Job 1 → In the post about trout streams near Gettysburg, how many cars can park at the Ziegler Mill Road access point?
Job 2 → Render this sentence from the post about trout streams near Gettysburg in Spanish: "These waters do not harbor native trout – the stocking is to encourage recreational fishing opportunities."

Text passage →

Fly-fishing trout streams near Gettysburg, PA


Conococheague brown trout

As an avid fly angler residing in Northern Virginia, my go to destination is Shenandoah National Park to fly fish for trout.  Recently, I have decided to cast the net wider and have spent more time exploring the trout waters in Pennsylvania.  This blog post will highlight three destinations within shouting distance of Gettysburg, PA, among them Conewago Creek, East Branch of Antietam Creek and Conococheague Creek.  All three are about 90 minutes from where I live in Northern Virginia and provide great experiences fly-fishing for trout.

 

Conewago Creek near Biglerville, PA

 

My local chapter of Trout Unlimited (NVATU) has a partnership with the Adams County chapter of TU in Pennsylvania.  Our support extends to several activities on the Conewago, including reclamation and stocking.  These waters do not harbor native trout – the stocking is to encourage recreational fishing opportunities.  The Adams County chapter stocks a ton of fish, including many over 20”, providing for sublime fishing.


anglers fishing a section of the Conewago Creek

The Adams County TU chapter has secured grant funds to improve the fishery, including upgrading of habitat and improvements to parking.  The Ziegler Mill Road access point west of Biglerville Road affords the best direct approach to Conewago Creek with parking for ten cars. I admit that this water has challenged me the few times I have visited it, but under good conditions my compatriots have landed a decent number of trout.

Recorded information →
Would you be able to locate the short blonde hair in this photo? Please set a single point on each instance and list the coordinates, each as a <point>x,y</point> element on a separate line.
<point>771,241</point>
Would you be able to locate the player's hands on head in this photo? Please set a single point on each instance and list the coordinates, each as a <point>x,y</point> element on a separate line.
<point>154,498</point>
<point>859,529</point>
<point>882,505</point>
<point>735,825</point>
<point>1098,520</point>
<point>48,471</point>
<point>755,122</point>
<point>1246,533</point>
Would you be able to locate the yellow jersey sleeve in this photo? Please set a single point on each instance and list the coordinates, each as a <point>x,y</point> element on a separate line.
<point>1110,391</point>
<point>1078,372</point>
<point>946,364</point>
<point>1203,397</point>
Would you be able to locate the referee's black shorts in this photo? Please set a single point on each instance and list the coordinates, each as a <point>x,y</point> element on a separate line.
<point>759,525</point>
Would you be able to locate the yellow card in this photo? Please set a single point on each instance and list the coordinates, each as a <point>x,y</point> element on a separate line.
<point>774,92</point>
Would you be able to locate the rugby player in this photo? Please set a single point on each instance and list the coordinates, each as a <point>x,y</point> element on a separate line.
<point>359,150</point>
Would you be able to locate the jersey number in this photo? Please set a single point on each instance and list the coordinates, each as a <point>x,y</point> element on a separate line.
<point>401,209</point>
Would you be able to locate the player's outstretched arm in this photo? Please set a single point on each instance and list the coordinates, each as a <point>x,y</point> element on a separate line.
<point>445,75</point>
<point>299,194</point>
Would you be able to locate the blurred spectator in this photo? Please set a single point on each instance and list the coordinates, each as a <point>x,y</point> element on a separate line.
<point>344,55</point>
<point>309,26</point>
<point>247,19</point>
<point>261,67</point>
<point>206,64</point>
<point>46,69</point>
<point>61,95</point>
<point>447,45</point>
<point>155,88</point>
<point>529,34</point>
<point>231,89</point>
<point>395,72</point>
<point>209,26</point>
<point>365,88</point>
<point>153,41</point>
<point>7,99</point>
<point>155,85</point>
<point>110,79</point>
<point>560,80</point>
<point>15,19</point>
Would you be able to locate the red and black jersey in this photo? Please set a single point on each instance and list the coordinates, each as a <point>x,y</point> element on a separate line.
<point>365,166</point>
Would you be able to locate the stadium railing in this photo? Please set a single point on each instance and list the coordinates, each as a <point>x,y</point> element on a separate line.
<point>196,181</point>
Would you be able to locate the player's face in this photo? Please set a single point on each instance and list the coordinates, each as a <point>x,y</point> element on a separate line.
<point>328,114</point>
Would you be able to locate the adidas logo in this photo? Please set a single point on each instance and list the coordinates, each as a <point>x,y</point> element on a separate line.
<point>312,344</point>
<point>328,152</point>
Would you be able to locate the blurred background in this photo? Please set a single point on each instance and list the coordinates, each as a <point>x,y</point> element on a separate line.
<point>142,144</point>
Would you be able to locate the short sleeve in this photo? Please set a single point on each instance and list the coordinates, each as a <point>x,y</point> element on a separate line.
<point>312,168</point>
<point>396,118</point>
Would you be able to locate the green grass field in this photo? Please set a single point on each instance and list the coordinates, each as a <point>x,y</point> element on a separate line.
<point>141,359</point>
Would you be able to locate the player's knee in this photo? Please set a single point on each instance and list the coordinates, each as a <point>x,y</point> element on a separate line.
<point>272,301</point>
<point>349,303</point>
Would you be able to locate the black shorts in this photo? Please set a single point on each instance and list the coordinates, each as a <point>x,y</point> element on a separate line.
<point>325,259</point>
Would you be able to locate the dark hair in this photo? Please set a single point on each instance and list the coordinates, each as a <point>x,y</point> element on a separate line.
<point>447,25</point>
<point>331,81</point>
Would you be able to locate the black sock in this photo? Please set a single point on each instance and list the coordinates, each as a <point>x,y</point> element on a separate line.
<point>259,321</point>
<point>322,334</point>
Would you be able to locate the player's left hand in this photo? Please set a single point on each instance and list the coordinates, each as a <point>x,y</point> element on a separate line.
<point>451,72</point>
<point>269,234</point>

Correct result 1 → Ten cars.

Correct result 2 → Estas aguas no albergan truchas nativas: la repoblación tiene como fin fomentar las oportunidades de pesca recreativa.